Pointing and labeling entries:
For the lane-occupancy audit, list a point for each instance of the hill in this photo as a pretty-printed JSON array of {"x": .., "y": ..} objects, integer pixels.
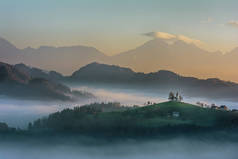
[
  {"x": 168, "y": 117},
  {"x": 155, "y": 54},
  {"x": 18, "y": 84},
  {"x": 161, "y": 81}
]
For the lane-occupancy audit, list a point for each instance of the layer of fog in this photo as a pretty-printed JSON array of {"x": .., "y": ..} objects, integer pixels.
[
  {"x": 18, "y": 113},
  {"x": 169, "y": 149}
]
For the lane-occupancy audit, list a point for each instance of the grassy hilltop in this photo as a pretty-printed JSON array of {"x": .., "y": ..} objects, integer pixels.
[{"x": 168, "y": 117}]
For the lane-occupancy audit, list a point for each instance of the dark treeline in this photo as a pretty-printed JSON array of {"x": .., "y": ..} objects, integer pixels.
[{"x": 115, "y": 120}]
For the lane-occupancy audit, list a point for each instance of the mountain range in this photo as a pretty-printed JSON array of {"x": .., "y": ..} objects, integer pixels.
[
  {"x": 161, "y": 81},
  {"x": 19, "y": 84},
  {"x": 156, "y": 54}
]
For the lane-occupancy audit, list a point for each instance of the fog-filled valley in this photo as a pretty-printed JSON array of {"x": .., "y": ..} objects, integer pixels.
[
  {"x": 18, "y": 112},
  {"x": 176, "y": 148}
]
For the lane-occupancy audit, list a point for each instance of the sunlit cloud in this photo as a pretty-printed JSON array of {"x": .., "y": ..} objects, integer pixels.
[
  {"x": 172, "y": 37},
  {"x": 206, "y": 21},
  {"x": 233, "y": 24},
  {"x": 161, "y": 35}
]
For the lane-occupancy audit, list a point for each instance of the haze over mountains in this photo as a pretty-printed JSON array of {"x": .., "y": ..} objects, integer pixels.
[
  {"x": 156, "y": 54},
  {"x": 160, "y": 82},
  {"x": 16, "y": 82}
]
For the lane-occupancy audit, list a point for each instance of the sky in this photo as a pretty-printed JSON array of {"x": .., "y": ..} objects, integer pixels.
[{"x": 114, "y": 26}]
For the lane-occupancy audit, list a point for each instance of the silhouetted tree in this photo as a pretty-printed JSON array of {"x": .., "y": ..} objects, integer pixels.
[{"x": 171, "y": 96}]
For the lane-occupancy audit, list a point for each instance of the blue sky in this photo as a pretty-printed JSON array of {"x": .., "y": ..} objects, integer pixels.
[{"x": 114, "y": 26}]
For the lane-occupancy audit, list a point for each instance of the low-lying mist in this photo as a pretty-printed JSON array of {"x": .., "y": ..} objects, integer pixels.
[
  {"x": 18, "y": 113},
  {"x": 130, "y": 149}
]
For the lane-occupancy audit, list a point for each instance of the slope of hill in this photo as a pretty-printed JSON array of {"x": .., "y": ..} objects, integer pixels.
[
  {"x": 15, "y": 83},
  {"x": 38, "y": 73},
  {"x": 148, "y": 120},
  {"x": 61, "y": 59},
  {"x": 160, "y": 82}
]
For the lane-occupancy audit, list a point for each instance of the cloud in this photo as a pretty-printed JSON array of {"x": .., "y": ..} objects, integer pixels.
[
  {"x": 208, "y": 20},
  {"x": 233, "y": 24},
  {"x": 160, "y": 35},
  {"x": 171, "y": 37}
]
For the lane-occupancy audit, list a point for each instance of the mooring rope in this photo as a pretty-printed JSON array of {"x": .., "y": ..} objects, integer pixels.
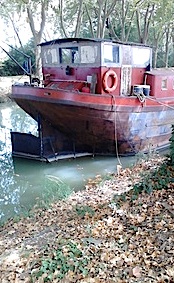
[
  {"x": 115, "y": 130},
  {"x": 162, "y": 103}
]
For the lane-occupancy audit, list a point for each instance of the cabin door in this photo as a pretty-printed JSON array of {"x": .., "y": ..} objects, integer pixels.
[{"x": 126, "y": 75}]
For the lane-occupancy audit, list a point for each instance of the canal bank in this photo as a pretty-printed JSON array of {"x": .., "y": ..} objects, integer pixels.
[
  {"x": 26, "y": 182},
  {"x": 101, "y": 234}
]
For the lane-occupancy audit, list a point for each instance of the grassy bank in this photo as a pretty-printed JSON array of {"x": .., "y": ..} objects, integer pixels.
[{"x": 117, "y": 230}]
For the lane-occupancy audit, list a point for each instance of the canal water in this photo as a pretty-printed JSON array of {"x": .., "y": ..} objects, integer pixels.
[{"x": 24, "y": 182}]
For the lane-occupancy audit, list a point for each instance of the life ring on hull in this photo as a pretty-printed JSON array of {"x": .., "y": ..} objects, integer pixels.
[{"x": 114, "y": 78}]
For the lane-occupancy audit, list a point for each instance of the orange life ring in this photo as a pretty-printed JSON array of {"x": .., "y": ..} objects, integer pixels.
[{"x": 113, "y": 87}]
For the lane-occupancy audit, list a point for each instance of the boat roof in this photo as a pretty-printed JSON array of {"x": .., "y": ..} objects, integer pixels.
[{"x": 66, "y": 40}]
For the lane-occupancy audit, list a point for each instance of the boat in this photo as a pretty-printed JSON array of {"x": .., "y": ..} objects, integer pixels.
[{"x": 98, "y": 96}]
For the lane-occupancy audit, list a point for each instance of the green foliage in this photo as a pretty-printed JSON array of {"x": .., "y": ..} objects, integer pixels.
[
  {"x": 68, "y": 257},
  {"x": 10, "y": 68},
  {"x": 171, "y": 156},
  {"x": 157, "y": 179}
]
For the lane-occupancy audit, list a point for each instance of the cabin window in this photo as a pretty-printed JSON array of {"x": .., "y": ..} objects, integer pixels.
[
  {"x": 164, "y": 84},
  {"x": 141, "y": 57},
  {"x": 50, "y": 56},
  {"x": 111, "y": 54},
  {"x": 69, "y": 55},
  {"x": 89, "y": 54}
]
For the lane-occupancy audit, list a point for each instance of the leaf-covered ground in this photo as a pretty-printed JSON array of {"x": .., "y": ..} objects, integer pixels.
[{"x": 101, "y": 234}]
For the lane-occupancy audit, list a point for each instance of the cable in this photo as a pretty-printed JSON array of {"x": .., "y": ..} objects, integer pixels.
[{"x": 115, "y": 131}]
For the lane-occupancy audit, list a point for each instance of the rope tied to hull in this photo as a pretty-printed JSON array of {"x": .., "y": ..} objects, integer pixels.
[{"x": 140, "y": 96}]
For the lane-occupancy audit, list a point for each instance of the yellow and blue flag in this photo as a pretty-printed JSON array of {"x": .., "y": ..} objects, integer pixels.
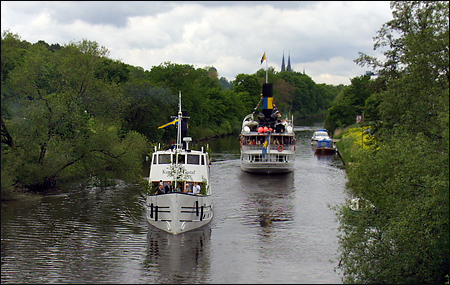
[
  {"x": 173, "y": 122},
  {"x": 264, "y": 148}
]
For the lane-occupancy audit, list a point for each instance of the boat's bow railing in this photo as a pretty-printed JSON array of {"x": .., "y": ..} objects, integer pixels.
[{"x": 249, "y": 117}]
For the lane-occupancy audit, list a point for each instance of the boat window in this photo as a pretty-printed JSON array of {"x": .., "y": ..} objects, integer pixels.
[
  {"x": 164, "y": 159},
  {"x": 181, "y": 159},
  {"x": 193, "y": 159}
]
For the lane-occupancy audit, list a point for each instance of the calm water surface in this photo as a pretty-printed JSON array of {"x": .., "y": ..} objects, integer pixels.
[{"x": 266, "y": 229}]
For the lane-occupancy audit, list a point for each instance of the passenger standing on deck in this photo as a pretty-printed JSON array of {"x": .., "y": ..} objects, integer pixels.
[
  {"x": 168, "y": 188},
  {"x": 196, "y": 188},
  {"x": 160, "y": 189}
]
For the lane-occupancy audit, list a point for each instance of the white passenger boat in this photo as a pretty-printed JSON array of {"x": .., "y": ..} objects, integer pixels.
[
  {"x": 268, "y": 141},
  {"x": 179, "y": 211}
]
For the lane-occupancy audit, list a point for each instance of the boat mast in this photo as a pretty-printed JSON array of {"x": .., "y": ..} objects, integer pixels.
[{"x": 179, "y": 143}]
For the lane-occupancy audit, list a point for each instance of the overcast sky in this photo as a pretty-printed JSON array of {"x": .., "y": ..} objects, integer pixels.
[{"x": 322, "y": 38}]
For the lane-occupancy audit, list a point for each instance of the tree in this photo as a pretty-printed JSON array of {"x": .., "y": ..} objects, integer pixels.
[
  {"x": 406, "y": 239},
  {"x": 62, "y": 120}
]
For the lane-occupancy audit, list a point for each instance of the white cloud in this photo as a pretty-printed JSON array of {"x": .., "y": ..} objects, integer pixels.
[{"x": 322, "y": 37}]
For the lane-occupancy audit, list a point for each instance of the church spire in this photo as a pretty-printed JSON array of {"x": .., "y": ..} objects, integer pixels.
[{"x": 289, "y": 63}]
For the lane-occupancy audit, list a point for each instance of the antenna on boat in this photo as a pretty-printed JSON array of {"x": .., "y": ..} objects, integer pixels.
[{"x": 179, "y": 143}]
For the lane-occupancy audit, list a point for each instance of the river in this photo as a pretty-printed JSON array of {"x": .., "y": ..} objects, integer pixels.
[{"x": 266, "y": 229}]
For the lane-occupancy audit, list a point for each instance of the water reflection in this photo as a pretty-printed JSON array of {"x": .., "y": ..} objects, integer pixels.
[
  {"x": 268, "y": 199},
  {"x": 183, "y": 258}
]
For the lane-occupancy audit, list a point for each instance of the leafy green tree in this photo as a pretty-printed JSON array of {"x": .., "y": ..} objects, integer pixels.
[
  {"x": 62, "y": 120},
  {"x": 406, "y": 238}
]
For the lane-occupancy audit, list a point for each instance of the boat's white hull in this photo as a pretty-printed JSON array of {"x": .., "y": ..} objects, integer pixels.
[
  {"x": 176, "y": 213},
  {"x": 269, "y": 168},
  {"x": 275, "y": 161}
]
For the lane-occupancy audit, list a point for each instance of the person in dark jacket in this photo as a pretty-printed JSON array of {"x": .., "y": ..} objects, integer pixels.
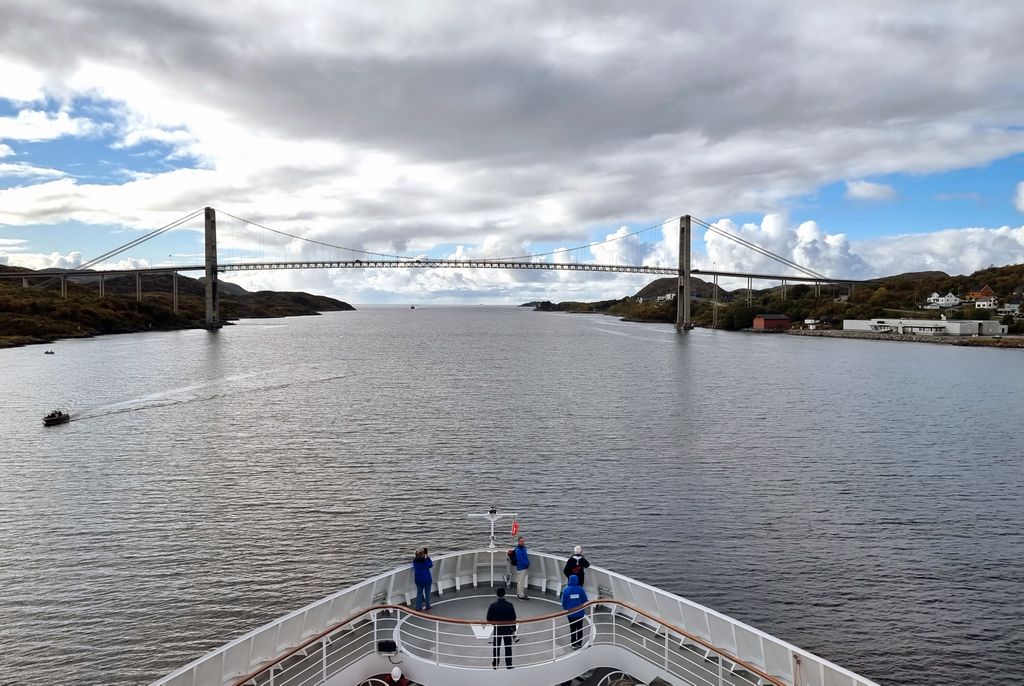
[
  {"x": 423, "y": 579},
  {"x": 574, "y": 596},
  {"x": 577, "y": 564},
  {"x": 502, "y": 610},
  {"x": 521, "y": 568}
]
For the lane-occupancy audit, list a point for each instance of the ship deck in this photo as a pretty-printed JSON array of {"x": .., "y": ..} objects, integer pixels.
[{"x": 541, "y": 643}]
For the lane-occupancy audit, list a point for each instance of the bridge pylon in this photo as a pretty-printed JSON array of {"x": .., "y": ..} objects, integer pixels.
[
  {"x": 683, "y": 292},
  {"x": 212, "y": 302}
]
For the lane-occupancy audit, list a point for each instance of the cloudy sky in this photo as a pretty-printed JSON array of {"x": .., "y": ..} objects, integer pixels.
[{"x": 858, "y": 139}]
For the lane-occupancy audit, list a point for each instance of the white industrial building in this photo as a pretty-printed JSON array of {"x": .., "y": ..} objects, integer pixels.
[
  {"x": 928, "y": 327},
  {"x": 935, "y": 301}
]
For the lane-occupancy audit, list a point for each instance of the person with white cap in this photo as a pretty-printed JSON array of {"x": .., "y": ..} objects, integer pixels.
[
  {"x": 577, "y": 564},
  {"x": 396, "y": 678}
]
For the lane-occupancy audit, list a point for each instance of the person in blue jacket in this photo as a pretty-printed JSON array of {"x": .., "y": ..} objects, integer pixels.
[
  {"x": 574, "y": 596},
  {"x": 521, "y": 567},
  {"x": 421, "y": 574}
]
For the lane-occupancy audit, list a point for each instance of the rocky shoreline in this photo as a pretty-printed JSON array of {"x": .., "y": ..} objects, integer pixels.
[{"x": 969, "y": 341}]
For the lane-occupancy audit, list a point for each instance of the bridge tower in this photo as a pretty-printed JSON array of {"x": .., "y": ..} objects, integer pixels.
[
  {"x": 212, "y": 304},
  {"x": 683, "y": 291}
]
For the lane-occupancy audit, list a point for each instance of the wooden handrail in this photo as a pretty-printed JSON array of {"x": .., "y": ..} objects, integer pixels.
[{"x": 544, "y": 617}]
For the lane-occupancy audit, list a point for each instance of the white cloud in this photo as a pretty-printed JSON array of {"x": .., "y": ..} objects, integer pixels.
[
  {"x": 22, "y": 170},
  {"x": 954, "y": 251},
  {"x": 869, "y": 191},
  {"x": 497, "y": 130},
  {"x": 42, "y": 260},
  {"x": 33, "y": 125}
]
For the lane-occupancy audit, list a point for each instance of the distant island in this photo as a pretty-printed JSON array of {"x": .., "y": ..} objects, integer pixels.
[
  {"x": 40, "y": 314},
  {"x": 907, "y": 295}
]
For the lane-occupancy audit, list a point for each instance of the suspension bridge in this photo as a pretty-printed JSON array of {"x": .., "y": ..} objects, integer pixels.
[{"x": 248, "y": 246}]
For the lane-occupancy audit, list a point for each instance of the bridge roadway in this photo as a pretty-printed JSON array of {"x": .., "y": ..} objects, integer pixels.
[{"x": 432, "y": 264}]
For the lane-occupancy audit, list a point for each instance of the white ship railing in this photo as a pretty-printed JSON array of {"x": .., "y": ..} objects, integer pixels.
[{"x": 678, "y": 637}]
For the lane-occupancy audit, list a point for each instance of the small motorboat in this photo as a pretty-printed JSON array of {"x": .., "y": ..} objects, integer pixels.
[{"x": 56, "y": 417}]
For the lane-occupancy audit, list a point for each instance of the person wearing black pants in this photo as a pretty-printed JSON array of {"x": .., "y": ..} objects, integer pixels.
[
  {"x": 502, "y": 610},
  {"x": 573, "y": 596}
]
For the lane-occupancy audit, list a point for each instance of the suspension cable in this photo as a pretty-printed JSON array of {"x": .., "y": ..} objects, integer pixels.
[
  {"x": 756, "y": 248},
  {"x": 131, "y": 244}
]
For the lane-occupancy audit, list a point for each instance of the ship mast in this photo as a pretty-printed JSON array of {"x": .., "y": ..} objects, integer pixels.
[{"x": 493, "y": 515}]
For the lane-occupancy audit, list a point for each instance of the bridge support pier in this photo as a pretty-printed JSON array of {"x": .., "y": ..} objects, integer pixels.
[
  {"x": 683, "y": 290},
  {"x": 212, "y": 304}
]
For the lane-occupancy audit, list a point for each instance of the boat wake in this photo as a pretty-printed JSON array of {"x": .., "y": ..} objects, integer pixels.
[{"x": 207, "y": 391}]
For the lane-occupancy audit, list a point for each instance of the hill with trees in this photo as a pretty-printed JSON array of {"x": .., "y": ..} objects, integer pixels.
[
  {"x": 40, "y": 314},
  {"x": 900, "y": 295}
]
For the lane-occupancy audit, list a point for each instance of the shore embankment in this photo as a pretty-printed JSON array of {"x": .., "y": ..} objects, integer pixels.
[{"x": 969, "y": 341}]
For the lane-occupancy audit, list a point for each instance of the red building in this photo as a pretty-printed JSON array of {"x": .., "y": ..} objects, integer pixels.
[{"x": 771, "y": 323}]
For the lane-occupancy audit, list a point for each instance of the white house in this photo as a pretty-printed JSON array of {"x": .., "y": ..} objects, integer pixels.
[
  {"x": 928, "y": 327},
  {"x": 936, "y": 301},
  {"x": 1010, "y": 308},
  {"x": 988, "y": 302}
]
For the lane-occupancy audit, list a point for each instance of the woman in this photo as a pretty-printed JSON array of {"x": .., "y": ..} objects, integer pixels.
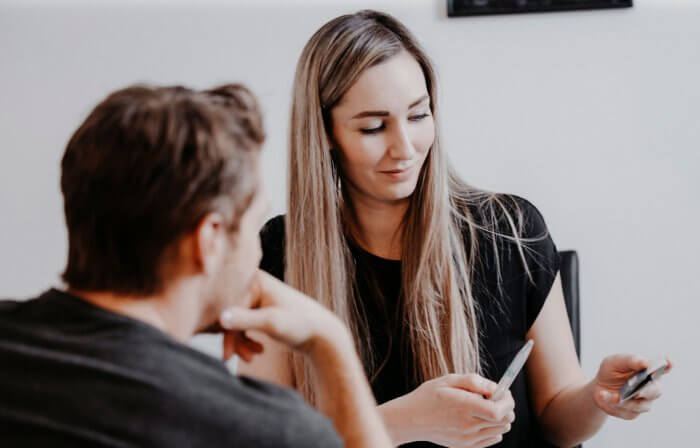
[{"x": 440, "y": 283}]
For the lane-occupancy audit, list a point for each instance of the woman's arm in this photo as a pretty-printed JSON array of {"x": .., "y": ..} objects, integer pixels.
[{"x": 570, "y": 408}]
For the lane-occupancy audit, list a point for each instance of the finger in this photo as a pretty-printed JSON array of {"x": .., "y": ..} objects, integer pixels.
[
  {"x": 242, "y": 319},
  {"x": 626, "y": 364},
  {"x": 487, "y": 442},
  {"x": 650, "y": 392},
  {"x": 229, "y": 345},
  {"x": 470, "y": 382},
  {"x": 623, "y": 414},
  {"x": 493, "y": 412},
  {"x": 611, "y": 398},
  {"x": 635, "y": 406},
  {"x": 249, "y": 344}
]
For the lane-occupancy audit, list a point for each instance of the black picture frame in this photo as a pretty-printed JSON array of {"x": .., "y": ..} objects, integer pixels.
[{"x": 461, "y": 8}]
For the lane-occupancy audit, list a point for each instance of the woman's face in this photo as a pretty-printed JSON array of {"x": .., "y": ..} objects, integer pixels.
[{"x": 383, "y": 129}]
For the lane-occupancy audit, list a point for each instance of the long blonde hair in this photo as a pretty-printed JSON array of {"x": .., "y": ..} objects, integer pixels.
[{"x": 437, "y": 269}]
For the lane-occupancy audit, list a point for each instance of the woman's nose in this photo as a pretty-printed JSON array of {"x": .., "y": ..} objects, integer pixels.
[{"x": 401, "y": 146}]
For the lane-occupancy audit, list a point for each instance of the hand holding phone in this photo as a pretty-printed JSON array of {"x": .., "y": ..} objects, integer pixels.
[
  {"x": 634, "y": 386},
  {"x": 512, "y": 371}
]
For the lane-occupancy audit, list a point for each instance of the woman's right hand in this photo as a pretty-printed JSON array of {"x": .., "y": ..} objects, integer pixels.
[{"x": 450, "y": 410}]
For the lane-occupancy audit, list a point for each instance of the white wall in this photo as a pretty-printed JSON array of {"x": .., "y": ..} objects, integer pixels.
[{"x": 594, "y": 116}]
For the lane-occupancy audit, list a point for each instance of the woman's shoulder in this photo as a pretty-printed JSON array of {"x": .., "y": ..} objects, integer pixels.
[
  {"x": 508, "y": 215},
  {"x": 272, "y": 242}
]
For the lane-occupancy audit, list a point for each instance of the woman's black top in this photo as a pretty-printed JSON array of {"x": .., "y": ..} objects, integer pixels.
[{"x": 505, "y": 313}]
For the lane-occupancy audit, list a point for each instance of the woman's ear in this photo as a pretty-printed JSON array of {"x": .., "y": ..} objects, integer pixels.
[{"x": 210, "y": 243}]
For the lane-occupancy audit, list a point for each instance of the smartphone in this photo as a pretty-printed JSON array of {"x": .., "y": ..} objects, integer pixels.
[
  {"x": 512, "y": 371},
  {"x": 634, "y": 386}
]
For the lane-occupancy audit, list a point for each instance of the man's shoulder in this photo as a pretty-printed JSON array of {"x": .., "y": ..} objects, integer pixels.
[{"x": 250, "y": 412}]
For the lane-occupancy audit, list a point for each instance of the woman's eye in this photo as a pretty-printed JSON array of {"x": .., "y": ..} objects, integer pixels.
[
  {"x": 369, "y": 131},
  {"x": 418, "y": 117}
]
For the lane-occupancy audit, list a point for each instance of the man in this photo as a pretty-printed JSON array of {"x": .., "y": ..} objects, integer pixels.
[{"x": 163, "y": 205}]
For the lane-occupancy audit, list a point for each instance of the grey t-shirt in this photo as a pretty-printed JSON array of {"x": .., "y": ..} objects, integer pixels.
[{"x": 73, "y": 374}]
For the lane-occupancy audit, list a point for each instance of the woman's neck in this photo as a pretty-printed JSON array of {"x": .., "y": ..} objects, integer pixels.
[{"x": 377, "y": 226}]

== WRITTEN TASK ==
Copy only the stretch running from the line containing "of the man in" to the final line of the entries, both ends included, exactly as it stands.

== SOLUTION FOR THIS PROBLEM ==
For the lane-occupancy audit, list a point for each instance of the man in this photo as a pretty-printed JSON array of {"x": .., "y": ..} objects, integer pixels.
[{"x": 163, "y": 205}]
For the lane-occupancy audit, list a point for each instance of the grey t-shirt in this photo as a pretty-printed JSON array of {"x": .., "y": ..} objects, integer pixels.
[{"x": 73, "y": 374}]
For the lane-occupancy audit, list a point for each instance of the woman's neck in this photo as a pretty-printed JSON array of {"x": .., "y": ..} objects, integer pixels.
[{"x": 377, "y": 226}]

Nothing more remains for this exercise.